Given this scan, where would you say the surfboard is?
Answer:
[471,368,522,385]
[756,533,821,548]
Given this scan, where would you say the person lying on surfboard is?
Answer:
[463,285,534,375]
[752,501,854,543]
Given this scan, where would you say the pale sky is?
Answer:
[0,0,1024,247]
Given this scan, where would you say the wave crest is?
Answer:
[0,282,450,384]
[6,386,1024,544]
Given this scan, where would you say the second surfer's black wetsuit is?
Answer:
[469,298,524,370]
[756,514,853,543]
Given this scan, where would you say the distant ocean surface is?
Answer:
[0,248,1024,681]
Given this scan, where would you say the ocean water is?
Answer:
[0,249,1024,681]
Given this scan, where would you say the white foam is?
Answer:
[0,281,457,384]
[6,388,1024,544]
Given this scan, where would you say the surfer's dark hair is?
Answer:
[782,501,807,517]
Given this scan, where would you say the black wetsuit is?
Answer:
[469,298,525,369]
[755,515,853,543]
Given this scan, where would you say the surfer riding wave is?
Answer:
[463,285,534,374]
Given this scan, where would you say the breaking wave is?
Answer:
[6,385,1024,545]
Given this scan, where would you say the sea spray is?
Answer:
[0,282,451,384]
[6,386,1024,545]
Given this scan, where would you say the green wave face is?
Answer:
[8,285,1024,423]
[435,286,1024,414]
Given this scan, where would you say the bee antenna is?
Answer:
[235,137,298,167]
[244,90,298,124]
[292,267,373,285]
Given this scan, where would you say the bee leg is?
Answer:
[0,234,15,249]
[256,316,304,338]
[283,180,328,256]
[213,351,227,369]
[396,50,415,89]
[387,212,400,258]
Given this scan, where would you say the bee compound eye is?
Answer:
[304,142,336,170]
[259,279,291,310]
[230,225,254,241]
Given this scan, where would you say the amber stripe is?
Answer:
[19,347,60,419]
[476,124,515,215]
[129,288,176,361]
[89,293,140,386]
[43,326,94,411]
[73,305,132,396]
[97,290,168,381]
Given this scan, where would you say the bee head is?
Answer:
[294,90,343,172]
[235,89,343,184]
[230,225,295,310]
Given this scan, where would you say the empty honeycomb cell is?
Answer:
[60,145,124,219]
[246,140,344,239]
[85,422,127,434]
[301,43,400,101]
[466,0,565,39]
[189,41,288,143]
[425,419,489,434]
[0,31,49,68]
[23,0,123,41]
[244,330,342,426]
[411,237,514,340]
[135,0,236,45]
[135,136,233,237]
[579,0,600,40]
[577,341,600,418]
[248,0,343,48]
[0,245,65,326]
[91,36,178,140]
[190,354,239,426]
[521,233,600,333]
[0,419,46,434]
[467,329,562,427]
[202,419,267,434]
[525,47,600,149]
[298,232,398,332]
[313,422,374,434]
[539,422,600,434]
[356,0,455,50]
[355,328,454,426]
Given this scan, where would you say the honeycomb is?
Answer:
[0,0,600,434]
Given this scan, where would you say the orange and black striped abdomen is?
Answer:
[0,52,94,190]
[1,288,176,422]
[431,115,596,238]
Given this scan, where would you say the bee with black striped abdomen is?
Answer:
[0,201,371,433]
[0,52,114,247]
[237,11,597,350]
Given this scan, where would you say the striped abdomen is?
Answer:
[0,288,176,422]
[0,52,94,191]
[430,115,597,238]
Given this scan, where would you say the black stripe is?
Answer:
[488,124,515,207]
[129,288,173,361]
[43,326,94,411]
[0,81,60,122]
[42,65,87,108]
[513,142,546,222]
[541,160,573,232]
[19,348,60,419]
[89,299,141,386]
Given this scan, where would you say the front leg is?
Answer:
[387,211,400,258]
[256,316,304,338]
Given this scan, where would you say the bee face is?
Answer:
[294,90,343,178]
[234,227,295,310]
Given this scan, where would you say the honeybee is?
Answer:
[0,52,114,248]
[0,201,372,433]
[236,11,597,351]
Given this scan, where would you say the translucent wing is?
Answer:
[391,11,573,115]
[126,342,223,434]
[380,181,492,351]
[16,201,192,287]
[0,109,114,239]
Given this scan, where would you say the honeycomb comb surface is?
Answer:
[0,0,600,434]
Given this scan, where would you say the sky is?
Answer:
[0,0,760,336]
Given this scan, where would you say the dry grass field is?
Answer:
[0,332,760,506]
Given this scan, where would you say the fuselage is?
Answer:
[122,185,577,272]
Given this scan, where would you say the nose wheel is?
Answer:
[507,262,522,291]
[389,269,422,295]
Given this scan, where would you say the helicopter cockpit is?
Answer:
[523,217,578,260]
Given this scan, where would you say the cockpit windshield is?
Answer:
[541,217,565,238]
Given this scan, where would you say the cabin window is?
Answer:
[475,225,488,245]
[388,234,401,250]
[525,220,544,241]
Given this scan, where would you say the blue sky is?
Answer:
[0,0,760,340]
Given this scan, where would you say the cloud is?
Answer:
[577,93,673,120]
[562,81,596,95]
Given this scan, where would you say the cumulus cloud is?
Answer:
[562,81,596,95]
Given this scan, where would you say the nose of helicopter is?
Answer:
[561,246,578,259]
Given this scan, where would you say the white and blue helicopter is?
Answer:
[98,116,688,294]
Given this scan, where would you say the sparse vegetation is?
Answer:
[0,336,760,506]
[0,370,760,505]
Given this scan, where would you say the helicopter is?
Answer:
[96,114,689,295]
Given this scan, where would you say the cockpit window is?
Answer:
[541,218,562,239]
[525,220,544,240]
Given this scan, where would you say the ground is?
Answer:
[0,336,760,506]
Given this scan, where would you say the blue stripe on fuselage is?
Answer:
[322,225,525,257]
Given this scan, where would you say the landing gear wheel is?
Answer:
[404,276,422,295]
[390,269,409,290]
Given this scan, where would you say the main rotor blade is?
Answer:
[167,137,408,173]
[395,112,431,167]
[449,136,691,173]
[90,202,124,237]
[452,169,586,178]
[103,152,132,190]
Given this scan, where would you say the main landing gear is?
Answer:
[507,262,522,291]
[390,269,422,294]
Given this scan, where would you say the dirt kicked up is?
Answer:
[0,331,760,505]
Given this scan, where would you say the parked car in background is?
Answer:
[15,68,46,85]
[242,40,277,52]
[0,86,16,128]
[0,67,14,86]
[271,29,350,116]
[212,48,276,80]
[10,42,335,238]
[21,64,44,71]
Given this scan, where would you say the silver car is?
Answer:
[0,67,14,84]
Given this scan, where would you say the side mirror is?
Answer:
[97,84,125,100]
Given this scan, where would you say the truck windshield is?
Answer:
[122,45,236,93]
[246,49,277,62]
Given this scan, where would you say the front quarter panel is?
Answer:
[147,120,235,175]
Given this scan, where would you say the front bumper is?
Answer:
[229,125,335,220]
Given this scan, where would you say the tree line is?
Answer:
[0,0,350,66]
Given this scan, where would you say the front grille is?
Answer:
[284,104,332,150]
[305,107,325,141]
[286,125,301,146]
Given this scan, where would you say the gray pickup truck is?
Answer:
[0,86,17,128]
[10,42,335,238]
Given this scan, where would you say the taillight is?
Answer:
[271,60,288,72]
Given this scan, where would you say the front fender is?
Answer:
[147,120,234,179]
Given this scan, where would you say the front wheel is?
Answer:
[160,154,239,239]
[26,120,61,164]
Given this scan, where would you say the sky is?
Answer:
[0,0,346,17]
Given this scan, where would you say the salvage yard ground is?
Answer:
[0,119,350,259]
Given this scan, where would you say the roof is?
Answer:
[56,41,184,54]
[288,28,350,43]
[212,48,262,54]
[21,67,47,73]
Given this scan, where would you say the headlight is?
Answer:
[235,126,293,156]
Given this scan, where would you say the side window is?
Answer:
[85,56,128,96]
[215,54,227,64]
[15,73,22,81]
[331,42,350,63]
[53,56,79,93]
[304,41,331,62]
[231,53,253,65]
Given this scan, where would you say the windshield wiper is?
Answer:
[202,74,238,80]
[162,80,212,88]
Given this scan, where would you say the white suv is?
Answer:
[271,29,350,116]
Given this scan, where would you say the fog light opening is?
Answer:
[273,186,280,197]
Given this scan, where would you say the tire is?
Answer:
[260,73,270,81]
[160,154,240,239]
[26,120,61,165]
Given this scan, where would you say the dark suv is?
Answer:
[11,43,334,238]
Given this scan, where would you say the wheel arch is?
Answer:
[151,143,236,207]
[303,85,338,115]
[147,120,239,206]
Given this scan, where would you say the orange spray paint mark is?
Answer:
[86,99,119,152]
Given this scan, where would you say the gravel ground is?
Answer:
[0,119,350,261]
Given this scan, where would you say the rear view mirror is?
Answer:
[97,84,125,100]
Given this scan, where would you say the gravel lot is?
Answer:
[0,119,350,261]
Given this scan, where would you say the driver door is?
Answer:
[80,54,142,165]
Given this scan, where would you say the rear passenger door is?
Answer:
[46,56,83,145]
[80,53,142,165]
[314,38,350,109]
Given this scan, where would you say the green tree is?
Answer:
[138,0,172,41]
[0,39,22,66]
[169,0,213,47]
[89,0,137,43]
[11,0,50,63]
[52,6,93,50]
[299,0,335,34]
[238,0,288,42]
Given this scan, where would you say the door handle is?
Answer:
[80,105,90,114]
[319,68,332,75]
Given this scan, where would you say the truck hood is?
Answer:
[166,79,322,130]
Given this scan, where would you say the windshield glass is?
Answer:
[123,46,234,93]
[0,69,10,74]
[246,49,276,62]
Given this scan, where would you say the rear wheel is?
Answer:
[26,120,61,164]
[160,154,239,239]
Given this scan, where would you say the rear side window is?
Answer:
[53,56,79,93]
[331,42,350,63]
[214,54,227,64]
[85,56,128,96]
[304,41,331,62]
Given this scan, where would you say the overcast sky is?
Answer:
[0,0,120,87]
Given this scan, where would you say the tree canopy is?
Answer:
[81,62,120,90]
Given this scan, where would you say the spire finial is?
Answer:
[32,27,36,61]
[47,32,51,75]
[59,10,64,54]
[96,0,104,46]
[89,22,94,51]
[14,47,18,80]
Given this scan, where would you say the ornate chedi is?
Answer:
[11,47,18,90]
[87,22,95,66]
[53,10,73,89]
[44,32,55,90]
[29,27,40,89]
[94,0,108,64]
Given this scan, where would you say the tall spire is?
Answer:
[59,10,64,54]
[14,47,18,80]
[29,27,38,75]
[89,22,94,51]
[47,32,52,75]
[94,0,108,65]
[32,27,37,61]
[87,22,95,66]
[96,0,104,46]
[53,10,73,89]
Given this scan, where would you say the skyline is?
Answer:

**EXERCISE TASK:** How many of the lines above contain the word "cloud"? Reply with the number alone.

**RESULT OF THE TASK:** 2